EXERCISE INSTRUCTIONS ▸
Please look for the string "ceiling" below and report every line in which it occurs.

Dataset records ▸
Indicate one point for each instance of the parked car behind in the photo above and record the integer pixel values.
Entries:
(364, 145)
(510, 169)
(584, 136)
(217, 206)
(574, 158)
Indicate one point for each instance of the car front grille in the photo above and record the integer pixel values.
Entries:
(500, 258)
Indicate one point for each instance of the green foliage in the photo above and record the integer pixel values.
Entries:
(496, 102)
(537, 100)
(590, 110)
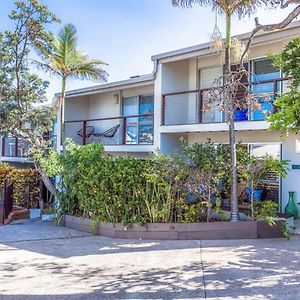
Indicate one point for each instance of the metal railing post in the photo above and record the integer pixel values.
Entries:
(84, 137)
(124, 131)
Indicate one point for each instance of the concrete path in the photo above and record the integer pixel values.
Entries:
(41, 261)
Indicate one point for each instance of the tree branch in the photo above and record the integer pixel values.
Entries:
(271, 27)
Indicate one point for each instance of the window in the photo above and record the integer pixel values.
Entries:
(262, 70)
(138, 111)
(207, 78)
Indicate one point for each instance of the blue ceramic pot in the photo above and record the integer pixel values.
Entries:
(256, 195)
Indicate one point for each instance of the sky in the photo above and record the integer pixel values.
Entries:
(126, 33)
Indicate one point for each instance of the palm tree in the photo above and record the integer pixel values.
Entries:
(228, 8)
(65, 61)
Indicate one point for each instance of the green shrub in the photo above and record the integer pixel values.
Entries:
(25, 182)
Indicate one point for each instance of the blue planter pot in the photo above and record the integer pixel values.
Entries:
(256, 195)
(241, 115)
(191, 199)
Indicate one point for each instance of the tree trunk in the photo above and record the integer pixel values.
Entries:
(62, 116)
(230, 117)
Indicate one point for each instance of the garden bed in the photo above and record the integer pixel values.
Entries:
(178, 231)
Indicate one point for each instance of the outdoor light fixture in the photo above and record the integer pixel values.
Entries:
(117, 98)
(297, 146)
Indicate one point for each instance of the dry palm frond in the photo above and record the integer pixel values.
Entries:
(237, 49)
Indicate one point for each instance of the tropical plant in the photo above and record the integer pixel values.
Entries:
(23, 113)
(241, 8)
(287, 118)
(257, 169)
(209, 171)
(26, 192)
(64, 60)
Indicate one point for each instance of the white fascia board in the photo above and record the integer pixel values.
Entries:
(214, 127)
(203, 49)
(112, 86)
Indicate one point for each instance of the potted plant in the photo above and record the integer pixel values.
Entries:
(255, 193)
(255, 170)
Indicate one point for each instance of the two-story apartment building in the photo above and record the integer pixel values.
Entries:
(144, 113)
(12, 151)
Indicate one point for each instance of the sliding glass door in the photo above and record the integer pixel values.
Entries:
(138, 111)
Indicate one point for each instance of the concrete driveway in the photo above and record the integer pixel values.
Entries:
(41, 261)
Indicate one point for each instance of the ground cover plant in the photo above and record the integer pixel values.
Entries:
(160, 189)
(25, 185)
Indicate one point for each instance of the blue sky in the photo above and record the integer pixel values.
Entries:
(125, 33)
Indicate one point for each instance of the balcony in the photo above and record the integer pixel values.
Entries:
(13, 148)
(114, 131)
(186, 107)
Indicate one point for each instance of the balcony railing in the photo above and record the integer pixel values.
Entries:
(186, 107)
(126, 130)
(12, 147)
(15, 147)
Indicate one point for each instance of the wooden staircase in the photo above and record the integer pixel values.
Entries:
(16, 214)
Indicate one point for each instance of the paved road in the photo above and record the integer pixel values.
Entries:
(41, 261)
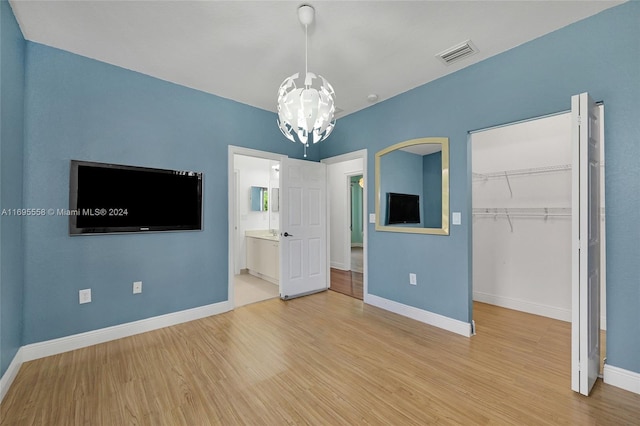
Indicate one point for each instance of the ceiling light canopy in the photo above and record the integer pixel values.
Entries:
(306, 106)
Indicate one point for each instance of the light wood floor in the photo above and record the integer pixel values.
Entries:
(347, 282)
(323, 359)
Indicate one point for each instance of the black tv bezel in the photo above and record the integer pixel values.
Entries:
(74, 230)
(397, 194)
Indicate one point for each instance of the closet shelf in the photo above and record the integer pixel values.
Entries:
(521, 172)
(526, 212)
(542, 212)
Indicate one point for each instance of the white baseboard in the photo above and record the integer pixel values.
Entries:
(437, 320)
(94, 337)
(529, 307)
(524, 306)
(9, 376)
(621, 378)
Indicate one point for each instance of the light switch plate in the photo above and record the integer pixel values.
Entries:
(456, 218)
(84, 296)
(413, 279)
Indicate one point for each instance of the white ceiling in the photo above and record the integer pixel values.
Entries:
(243, 50)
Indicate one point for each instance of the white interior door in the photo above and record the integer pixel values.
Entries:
(303, 228)
(585, 348)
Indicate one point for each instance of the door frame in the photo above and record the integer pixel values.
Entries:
(231, 204)
(354, 155)
(603, 251)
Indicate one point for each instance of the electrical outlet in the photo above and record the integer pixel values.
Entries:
(84, 296)
(413, 279)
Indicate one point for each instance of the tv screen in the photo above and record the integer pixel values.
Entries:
(105, 198)
(402, 208)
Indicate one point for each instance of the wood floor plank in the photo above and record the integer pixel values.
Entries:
(321, 359)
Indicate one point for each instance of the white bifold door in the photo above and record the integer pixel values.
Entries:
(303, 228)
(585, 333)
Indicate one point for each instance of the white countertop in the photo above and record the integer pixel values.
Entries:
(264, 234)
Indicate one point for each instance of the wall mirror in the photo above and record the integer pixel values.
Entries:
(259, 199)
(412, 187)
(275, 199)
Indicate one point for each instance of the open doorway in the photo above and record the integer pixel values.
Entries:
(347, 185)
(254, 213)
(522, 218)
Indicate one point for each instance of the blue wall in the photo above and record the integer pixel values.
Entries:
(78, 108)
(600, 55)
(12, 49)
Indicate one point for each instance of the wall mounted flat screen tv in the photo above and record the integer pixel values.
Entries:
(402, 208)
(106, 198)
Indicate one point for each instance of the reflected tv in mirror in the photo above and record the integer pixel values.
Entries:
(113, 198)
(402, 208)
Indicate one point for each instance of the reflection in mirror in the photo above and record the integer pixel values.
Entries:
(259, 199)
(275, 199)
(412, 187)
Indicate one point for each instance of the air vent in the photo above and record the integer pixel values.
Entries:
(457, 52)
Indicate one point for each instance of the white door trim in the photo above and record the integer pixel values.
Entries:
(231, 200)
(360, 154)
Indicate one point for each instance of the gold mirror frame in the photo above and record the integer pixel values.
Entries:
(444, 229)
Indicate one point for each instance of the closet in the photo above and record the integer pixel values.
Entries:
(522, 216)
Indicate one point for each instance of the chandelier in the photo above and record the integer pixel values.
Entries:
(306, 106)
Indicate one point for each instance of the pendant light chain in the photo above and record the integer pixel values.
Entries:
(306, 52)
(306, 109)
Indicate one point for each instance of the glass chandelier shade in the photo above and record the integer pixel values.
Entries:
(306, 107)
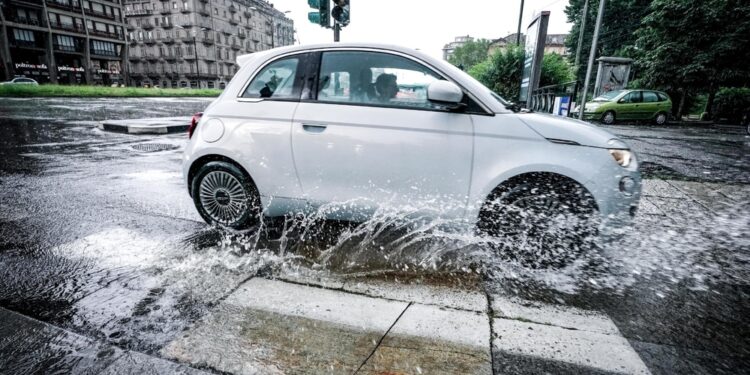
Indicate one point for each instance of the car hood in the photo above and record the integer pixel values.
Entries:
(567, 130)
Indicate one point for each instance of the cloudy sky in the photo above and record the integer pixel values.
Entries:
(425, 24)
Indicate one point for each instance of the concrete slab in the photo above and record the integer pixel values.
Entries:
(660, 188)
(161, 125)
(428, 339)
(469, 297)
(610, 353)
(140, 364)
(269, 326)
(554, 315)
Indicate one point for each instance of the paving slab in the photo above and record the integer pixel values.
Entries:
(554, 315)
(603, 352)
(429, 339)
(469, 297)
(269, 326)
(160, 125)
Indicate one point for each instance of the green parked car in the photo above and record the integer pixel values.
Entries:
(629, 105)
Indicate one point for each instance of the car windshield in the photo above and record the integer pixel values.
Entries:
(608, 96)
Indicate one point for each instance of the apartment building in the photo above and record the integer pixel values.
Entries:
(63, 41)
(195, 43)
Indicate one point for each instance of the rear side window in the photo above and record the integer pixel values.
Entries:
(650, 97)
(276, 81)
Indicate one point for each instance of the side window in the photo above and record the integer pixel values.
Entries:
(275, 81)
(374, 78)
(650, 97)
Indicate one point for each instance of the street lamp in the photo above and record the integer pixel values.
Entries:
(195, 49)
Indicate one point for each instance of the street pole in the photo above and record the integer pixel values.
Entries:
(520, 19)
(197, 72)
(591, 58)
(580, 35)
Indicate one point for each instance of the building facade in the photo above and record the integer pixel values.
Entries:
(459, 41)
(195, 43)
(63, 41)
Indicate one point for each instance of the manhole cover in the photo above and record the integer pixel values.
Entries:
(152, 147)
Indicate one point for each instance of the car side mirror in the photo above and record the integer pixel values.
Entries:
(446, 93)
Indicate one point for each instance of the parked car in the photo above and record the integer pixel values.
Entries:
(286, 137)
(629, 105)
(20, 81)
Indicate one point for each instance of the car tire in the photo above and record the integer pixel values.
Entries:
(661, 118)
(225, 196)
(540, 223)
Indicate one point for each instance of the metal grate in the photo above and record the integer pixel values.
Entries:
(153, 147)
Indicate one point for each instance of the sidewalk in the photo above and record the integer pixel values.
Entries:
(162, 125)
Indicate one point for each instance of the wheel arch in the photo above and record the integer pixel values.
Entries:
(516, 179)
(205, 159)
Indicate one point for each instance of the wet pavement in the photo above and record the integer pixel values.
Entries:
(105, 267)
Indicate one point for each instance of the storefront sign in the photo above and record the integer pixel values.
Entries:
(69, 69)
(30, 66)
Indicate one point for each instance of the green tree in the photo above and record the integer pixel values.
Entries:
(502, 71)
(621, 19)
(687, 47)
(470, 54)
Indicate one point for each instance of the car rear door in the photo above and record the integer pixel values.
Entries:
(351, 144)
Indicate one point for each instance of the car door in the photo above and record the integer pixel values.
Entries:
(371, 138)
(260, 120)
(629, 106)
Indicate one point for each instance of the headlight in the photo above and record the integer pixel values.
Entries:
(622, 157)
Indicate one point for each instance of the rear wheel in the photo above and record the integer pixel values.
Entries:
(608, 118)
(540, 222)
(225, 196)
(661, 118)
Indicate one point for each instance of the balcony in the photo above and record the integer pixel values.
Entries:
(91, 12)
(26, 21)
(63, 5)
(67, 26)
(105, 34)
(138, 12)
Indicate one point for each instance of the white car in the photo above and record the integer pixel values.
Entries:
(20, 81)
(362, 126)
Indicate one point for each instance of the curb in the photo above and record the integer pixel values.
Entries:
(164, 125)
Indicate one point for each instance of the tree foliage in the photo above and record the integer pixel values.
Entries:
(502, 71)
(470, 54)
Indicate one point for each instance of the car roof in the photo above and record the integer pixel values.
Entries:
(462, 78)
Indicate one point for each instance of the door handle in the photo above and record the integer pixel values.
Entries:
(314, 128)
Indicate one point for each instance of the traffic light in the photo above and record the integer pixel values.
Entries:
(321, 16)
(340, 12)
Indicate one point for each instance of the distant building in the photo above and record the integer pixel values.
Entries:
(63, 41)
(166, 37)
(555, 43)
(449, 48)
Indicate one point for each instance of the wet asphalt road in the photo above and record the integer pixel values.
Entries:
(101, 239)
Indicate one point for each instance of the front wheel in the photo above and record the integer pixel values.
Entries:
(541, 223)
(225, 196)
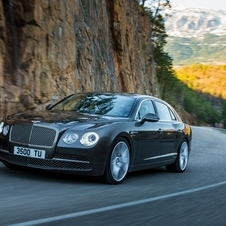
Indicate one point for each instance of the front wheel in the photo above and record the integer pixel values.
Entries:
(181, 162)
(118, 163)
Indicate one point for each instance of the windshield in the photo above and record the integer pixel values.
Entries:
(101, 104)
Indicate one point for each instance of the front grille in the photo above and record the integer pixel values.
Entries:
(50, 164)
(33, 135)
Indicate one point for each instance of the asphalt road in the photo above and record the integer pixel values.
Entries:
(151, 197)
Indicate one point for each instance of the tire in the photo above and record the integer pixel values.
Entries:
(118, 163)
(181, 162)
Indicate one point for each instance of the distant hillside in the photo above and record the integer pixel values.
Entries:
(205, 79)
(196, 35)
(210, 49)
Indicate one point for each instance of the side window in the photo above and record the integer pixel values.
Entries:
(163, 111)
(174, 118)
(145, 107)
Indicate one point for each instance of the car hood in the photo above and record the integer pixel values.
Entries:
(64, 118)
(52, 117)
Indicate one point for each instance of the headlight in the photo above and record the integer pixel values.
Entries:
(89, 139)
(1, 126)
(5, 130)
(70, 138)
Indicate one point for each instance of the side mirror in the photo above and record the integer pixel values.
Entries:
(149, 117)
(48, 106)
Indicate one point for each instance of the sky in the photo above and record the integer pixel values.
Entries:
(207, 4)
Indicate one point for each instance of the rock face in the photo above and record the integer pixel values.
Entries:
(52, 48)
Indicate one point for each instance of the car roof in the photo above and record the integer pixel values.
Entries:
(133, 95)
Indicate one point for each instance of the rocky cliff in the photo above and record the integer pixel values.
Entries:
(52, 48)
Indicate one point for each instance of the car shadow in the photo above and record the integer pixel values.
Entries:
(59, 177)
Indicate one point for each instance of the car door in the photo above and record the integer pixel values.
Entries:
(149, 136)
(172, 130)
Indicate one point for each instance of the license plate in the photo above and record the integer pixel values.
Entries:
(29, 152)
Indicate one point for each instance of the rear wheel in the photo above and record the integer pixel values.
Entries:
(118, 163)
(181, 162)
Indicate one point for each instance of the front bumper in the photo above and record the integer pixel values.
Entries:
(80, 165)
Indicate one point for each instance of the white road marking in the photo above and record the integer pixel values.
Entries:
(113, 207)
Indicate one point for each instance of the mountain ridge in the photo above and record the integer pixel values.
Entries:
(196, 35)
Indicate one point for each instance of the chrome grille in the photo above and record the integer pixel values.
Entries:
(33, 135)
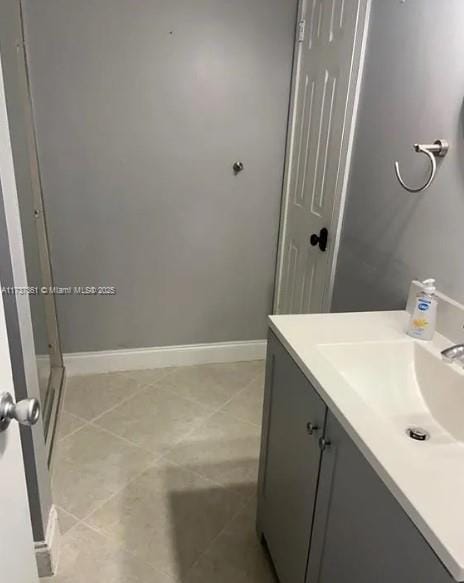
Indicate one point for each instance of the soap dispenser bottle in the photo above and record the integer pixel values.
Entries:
(424, 317)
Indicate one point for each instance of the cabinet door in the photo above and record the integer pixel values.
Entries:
(361, 534)
(289, 466)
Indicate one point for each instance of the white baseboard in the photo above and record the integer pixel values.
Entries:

SOLUTION TO THIS PROBLEM ▸
Indicate one point for each instance of the ceiling light canopy in the photo above and record the integer pixel values.
Indicate one point for each instance of the white ceiling in the photo above and record the integer pixel values.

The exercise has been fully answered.